Extract the line that contains "task: trace the outline of every instance of the white" and every line after it to the end of the records below, exactly as written and nothing else.

________________________

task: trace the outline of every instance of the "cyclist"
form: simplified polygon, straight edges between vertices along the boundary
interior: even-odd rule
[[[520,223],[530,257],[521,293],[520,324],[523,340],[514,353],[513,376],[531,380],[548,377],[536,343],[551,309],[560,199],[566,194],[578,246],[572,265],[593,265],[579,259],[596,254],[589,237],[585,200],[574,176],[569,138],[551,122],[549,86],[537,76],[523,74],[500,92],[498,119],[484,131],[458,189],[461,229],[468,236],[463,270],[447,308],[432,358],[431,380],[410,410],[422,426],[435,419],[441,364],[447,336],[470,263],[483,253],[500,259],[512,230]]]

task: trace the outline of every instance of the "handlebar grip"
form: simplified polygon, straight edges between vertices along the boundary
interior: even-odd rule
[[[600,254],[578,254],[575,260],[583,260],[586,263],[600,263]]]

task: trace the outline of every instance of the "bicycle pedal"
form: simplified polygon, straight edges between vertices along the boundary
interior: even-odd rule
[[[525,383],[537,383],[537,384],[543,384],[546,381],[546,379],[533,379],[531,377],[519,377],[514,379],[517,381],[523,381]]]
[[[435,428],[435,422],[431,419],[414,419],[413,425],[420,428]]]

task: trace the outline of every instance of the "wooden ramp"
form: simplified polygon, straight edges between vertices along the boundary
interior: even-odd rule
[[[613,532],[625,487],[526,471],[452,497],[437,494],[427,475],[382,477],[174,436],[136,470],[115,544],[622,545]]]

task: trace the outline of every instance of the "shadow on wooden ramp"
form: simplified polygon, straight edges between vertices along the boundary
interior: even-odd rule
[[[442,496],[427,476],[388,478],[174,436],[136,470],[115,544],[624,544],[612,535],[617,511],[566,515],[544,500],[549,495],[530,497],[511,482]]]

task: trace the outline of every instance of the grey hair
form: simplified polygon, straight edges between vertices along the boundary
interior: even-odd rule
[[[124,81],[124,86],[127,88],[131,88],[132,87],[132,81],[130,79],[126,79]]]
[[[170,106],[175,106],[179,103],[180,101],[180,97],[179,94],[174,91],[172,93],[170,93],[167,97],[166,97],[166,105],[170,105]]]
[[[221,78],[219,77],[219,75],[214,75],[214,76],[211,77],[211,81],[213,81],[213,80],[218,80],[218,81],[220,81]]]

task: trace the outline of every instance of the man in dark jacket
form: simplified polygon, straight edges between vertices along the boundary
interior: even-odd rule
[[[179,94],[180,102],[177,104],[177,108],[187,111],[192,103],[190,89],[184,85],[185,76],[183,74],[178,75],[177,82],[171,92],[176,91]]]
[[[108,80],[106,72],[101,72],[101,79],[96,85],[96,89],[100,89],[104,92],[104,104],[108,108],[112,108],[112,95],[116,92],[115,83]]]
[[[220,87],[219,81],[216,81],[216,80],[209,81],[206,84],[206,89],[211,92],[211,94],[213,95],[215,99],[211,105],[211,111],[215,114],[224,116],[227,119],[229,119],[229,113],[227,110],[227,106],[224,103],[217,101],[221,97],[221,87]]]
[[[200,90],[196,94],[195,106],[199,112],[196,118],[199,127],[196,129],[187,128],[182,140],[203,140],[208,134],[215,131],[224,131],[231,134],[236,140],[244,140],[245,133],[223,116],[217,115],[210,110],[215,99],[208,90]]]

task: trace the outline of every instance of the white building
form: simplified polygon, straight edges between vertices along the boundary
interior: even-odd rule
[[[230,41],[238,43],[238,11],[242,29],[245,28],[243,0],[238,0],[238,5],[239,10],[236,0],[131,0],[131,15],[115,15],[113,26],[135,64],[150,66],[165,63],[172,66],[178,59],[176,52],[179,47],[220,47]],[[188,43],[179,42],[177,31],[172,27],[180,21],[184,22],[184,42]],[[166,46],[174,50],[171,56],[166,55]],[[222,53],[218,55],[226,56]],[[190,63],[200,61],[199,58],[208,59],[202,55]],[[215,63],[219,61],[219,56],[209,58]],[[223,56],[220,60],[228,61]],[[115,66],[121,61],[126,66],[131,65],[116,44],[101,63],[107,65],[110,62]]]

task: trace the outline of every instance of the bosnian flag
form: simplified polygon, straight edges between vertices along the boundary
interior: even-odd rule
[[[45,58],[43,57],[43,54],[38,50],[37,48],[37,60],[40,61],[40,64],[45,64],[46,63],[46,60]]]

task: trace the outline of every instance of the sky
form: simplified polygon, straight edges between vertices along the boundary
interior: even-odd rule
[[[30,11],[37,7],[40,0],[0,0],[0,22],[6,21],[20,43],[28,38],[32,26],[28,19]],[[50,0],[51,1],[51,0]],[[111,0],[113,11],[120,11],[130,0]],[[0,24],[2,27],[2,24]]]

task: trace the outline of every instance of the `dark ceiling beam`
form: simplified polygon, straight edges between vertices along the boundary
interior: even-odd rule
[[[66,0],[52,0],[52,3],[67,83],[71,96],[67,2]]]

________________________

EXERCISE OUTPUT ▸
task: trace the outline of every instance of the white building
form: simplified polygon, straight edges between vertices along the boundary
interior: even-odd rule
[[[230,41],[238,43],[238,11],[242,29],[245,28],[243,0],[238,0],[238,5],[239,10],[236,0],[131,0],[131,15],[115,15],[113,26],[135,64],[150,66],[165,63],[172,66],[178,59],[176,52],[179,47],[220,47]],[[188,43],[179,42],[177,31],[172,27],[180,21],[184,22],[184,42]],[[166,46],[174,50],[171,56],[166,55]],[[222,53],[218,55],[226,56]],[[190,63],[200,61],[199,58],[208,59],[202,55]],[[215,63],[219,61],[219,56],[209,58]],[[223,56],[220,60],[228,61]],[[115,66],[121,61],[126,66],[131,65],[116,44],[101,63],[107,65],[110,62]]]

task: trace the outline of every instance of the bosnian flag
form: simplified polygon, straight edges between vertices along the boundary
interior: even-odd rule
[[[45,58],[43,57],[43,54],[38,50],[37,48],[37,60],[40,61],[40,64],[45,64],[46,63],[46,60]]]

task: trace the outline of every instance of the sky
form: simplified polygon, straight edges between vertices along the boundary
interior: even-odd rule
[[[30,11],[37,7],[40,0],[0,0],[0,22],[6,21],[20,43],[28,38],[32,26],[28,19]],[[50,0],[51,1],[51,0]],[[111,0],[113,11],[120,11],[130,0]],[[0,24],[2,27],[2,24]]]

task: trace the outline of every instance of the `dark ceiling beam`
form: simplified polygon, straight edges between vertices along the boundary
interior: even-odd rule
[[[66,0],[52,0],[52,3],[67,83],[71,96],[67,2]]]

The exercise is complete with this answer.